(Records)

----

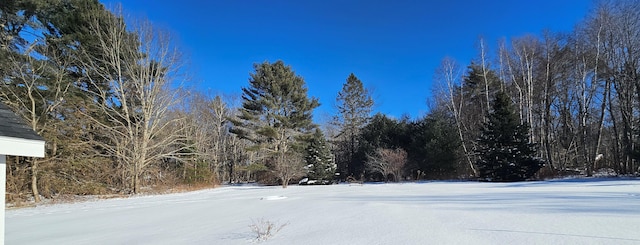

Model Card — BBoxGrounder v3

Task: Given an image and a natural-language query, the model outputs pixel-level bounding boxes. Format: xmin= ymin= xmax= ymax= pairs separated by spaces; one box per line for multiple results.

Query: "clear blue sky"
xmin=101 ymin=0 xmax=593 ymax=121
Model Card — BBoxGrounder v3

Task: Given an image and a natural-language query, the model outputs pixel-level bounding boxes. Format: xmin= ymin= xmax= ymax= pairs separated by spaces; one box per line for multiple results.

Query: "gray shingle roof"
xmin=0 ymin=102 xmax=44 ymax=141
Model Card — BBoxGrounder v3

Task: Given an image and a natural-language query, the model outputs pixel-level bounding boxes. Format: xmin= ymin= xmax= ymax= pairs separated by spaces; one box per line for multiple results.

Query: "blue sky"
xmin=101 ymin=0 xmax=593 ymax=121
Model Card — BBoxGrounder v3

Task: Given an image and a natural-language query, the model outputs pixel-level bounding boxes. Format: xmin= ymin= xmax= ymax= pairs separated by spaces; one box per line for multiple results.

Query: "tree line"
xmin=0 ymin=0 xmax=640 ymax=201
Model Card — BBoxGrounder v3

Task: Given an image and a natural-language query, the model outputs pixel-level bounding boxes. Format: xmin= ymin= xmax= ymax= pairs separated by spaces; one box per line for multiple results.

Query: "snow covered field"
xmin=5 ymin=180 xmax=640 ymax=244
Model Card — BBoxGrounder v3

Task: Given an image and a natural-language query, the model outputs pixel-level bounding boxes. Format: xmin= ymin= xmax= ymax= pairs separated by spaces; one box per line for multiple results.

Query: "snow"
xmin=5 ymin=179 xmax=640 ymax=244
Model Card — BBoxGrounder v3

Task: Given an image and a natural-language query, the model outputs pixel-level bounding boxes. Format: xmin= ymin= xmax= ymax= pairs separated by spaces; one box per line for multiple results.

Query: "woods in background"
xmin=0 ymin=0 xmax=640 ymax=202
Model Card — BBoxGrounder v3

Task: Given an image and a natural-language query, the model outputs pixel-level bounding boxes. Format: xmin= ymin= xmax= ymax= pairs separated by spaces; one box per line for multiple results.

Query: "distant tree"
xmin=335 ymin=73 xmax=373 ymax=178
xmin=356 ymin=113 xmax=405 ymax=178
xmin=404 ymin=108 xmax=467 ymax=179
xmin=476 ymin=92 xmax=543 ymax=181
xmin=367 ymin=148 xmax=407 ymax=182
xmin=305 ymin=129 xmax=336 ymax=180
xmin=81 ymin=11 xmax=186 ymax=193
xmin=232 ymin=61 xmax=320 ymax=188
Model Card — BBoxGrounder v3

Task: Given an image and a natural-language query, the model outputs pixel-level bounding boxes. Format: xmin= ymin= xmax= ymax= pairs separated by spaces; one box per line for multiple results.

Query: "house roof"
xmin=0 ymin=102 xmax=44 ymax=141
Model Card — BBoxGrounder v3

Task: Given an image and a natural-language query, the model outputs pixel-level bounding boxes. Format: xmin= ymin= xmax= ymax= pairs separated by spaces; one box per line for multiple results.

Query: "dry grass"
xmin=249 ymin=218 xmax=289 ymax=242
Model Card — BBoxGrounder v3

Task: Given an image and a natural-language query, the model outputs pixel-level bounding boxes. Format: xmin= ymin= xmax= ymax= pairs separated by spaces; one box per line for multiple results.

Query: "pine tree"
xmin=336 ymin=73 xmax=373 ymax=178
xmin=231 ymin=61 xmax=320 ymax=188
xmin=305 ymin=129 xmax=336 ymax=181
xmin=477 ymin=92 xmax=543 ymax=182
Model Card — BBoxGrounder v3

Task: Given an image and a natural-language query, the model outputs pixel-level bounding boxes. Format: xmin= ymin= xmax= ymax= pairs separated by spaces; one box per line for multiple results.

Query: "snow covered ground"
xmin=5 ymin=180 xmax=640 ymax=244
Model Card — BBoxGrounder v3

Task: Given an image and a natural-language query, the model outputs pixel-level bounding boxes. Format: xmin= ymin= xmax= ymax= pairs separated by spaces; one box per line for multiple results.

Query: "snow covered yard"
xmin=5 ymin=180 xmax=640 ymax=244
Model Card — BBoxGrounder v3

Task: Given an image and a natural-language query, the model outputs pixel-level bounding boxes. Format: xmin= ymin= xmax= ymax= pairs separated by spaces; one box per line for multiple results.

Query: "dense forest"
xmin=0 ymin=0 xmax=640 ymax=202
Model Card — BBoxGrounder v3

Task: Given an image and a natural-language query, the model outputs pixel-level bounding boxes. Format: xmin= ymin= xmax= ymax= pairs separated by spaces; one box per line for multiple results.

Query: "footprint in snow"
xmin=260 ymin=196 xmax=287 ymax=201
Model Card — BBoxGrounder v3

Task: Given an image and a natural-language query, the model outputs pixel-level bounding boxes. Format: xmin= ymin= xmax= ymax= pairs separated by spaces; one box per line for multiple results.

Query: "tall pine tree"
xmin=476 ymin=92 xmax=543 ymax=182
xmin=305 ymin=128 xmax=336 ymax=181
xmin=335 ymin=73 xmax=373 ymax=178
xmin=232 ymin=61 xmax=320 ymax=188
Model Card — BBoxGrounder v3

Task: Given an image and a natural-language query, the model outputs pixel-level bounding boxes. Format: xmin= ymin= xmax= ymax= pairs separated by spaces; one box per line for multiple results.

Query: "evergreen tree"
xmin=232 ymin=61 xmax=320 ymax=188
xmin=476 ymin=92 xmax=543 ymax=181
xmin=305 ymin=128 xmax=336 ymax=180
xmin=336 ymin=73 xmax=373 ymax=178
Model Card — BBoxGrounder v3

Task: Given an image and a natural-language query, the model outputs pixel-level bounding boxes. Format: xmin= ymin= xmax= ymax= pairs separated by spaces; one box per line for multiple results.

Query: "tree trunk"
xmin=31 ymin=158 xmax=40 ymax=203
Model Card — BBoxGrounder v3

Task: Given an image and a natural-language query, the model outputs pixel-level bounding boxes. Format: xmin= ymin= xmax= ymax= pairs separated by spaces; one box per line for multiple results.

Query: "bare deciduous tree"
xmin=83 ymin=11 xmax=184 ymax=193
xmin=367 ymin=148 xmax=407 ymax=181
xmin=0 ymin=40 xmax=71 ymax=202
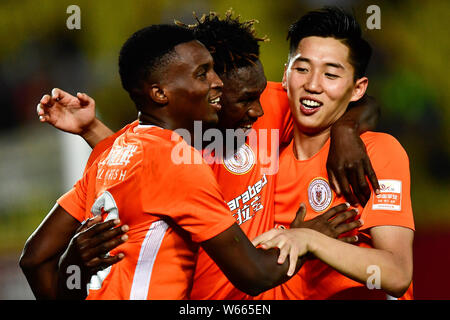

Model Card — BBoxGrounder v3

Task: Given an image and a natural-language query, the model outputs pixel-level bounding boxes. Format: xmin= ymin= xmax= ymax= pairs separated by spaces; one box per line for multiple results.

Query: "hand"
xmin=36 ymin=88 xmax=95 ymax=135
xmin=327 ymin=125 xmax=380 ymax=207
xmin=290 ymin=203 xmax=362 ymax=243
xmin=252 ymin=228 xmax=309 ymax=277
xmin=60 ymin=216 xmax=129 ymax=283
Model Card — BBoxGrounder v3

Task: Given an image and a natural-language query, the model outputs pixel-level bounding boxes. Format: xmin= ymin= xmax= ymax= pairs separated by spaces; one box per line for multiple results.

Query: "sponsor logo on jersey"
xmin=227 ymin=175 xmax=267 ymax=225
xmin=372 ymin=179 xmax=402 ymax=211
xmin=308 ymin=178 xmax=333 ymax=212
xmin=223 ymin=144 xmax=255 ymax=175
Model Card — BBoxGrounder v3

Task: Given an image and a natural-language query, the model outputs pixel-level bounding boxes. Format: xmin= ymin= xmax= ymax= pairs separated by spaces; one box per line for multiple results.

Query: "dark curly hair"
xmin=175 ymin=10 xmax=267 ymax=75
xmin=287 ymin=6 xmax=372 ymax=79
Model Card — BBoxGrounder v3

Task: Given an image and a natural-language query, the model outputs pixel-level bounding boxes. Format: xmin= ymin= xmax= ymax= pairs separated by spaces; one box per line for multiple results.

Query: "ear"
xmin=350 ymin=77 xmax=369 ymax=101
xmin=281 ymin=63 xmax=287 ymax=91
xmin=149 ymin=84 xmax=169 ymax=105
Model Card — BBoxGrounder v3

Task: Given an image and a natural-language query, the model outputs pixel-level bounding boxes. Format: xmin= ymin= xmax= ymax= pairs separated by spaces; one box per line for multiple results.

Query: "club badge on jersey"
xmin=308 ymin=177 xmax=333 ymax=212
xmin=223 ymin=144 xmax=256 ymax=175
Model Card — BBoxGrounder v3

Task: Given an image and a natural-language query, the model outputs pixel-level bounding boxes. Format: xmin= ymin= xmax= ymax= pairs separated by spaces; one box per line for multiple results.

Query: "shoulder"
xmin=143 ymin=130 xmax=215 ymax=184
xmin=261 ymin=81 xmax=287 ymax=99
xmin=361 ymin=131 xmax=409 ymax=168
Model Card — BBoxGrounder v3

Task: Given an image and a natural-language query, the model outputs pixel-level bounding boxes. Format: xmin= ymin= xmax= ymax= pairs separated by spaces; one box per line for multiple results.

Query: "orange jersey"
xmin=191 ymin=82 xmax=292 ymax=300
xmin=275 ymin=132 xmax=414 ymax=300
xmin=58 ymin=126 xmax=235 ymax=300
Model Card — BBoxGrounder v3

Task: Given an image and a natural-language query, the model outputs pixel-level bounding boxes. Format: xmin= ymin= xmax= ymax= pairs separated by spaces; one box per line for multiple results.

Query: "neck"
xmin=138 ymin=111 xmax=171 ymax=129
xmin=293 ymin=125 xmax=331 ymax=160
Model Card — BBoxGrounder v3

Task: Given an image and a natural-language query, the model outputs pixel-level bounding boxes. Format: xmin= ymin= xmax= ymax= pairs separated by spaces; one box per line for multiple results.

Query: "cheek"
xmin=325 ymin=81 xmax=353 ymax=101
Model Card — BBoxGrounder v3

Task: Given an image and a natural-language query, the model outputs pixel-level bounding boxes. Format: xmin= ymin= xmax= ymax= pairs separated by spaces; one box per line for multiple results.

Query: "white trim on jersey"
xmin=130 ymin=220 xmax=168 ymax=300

----

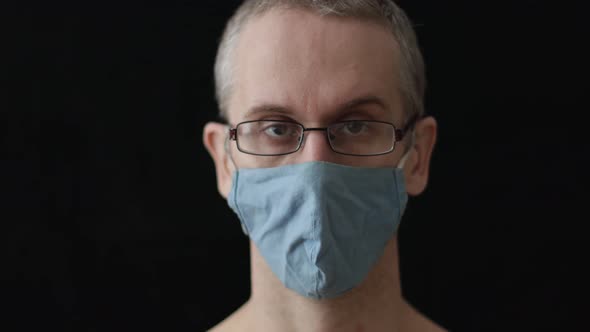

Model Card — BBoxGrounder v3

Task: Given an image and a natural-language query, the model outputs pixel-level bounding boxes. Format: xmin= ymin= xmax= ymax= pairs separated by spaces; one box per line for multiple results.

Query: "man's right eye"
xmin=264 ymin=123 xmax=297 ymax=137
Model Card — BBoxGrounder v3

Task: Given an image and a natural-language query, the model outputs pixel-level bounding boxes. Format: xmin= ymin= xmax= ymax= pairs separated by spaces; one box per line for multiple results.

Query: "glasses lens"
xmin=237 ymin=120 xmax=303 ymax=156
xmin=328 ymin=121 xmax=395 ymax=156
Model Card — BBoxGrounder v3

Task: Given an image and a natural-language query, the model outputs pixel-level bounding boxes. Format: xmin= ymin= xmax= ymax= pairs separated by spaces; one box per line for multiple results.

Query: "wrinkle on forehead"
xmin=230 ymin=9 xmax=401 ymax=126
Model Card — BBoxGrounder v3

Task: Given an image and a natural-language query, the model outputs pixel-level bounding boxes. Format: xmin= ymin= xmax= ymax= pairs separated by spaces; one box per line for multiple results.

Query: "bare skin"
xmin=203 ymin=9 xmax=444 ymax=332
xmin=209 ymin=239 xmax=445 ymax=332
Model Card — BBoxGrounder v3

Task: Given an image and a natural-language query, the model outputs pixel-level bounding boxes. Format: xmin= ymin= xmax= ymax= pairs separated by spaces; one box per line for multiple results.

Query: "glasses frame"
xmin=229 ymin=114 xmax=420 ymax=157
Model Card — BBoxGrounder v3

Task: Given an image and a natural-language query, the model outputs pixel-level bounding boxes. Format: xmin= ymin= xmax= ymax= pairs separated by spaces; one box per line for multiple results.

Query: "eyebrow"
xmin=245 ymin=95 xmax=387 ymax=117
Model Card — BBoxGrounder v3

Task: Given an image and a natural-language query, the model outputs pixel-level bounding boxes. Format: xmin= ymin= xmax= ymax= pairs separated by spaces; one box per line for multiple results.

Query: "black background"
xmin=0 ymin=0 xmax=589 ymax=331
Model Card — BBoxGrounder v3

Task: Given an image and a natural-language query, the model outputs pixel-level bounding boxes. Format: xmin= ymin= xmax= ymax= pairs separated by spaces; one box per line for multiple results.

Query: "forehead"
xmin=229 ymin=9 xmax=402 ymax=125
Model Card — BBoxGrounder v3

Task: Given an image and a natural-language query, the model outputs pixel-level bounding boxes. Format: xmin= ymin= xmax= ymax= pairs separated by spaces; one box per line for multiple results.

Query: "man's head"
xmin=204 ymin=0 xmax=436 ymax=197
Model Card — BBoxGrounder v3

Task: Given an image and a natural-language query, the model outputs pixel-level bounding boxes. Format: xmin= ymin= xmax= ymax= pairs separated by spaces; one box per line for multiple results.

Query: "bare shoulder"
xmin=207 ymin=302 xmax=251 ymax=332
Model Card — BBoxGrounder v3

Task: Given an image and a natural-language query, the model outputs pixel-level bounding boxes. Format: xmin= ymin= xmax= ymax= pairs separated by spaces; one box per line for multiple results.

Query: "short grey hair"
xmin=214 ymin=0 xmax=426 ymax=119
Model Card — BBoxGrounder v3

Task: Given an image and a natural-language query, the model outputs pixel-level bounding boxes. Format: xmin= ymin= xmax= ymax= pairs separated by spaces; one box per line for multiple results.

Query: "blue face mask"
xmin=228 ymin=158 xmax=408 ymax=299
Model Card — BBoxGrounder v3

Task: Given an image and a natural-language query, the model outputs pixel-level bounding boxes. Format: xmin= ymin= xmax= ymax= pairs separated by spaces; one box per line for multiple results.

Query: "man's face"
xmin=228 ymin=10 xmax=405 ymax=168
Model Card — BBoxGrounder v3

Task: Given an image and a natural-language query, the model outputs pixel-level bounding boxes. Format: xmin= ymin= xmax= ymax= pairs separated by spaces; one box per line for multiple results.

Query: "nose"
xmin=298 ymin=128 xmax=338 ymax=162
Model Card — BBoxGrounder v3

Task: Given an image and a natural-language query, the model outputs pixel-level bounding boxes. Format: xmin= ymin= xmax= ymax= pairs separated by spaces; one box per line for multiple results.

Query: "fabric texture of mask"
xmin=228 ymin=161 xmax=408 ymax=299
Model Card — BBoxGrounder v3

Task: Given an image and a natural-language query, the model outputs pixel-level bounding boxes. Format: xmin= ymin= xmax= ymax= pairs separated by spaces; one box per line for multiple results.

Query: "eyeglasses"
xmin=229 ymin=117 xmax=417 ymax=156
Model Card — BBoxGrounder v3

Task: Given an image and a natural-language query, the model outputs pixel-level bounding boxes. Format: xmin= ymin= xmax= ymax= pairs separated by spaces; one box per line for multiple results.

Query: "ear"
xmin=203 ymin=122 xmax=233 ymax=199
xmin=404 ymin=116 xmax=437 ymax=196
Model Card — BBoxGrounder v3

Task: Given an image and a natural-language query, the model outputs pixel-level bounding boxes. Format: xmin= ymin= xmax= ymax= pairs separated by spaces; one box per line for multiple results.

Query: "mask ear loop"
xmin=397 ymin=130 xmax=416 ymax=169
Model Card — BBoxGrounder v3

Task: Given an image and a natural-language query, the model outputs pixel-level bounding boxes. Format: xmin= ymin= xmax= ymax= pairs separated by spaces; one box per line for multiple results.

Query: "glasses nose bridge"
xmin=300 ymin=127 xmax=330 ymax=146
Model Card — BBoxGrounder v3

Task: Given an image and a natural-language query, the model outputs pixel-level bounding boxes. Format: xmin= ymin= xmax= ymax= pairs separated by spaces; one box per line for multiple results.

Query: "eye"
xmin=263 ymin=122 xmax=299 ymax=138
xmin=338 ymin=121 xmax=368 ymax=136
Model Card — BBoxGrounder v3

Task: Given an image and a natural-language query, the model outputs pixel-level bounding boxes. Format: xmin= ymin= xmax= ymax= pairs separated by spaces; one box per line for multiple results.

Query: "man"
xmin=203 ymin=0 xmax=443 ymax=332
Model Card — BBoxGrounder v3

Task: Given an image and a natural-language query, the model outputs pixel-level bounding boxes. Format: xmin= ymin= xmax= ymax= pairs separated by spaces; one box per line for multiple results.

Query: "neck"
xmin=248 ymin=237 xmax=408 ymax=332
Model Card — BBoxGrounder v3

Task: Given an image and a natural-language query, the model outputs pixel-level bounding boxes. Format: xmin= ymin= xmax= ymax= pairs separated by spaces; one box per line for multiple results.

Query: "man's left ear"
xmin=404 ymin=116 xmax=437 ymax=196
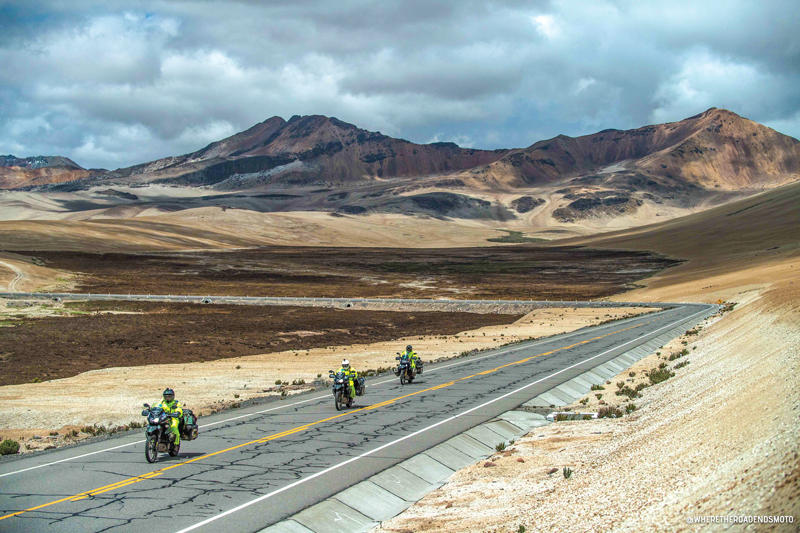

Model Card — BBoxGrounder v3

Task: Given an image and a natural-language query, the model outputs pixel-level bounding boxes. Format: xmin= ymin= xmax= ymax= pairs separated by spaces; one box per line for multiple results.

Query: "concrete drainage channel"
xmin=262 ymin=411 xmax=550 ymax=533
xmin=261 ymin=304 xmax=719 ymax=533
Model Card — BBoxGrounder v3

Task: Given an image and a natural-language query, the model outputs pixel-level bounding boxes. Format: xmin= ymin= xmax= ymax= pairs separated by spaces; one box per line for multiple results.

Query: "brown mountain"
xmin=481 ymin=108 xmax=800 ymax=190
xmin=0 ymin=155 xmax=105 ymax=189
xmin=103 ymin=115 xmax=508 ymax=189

----

» **THE TASK**:
Please pull out each line of the records that includes the word "jersey".

» **FINAL ANSWER**:
Query: "sponsor logo on jersey"
Query: "club badge on jersey"
Query: "orange jersey"
Query: "white trim on jersey"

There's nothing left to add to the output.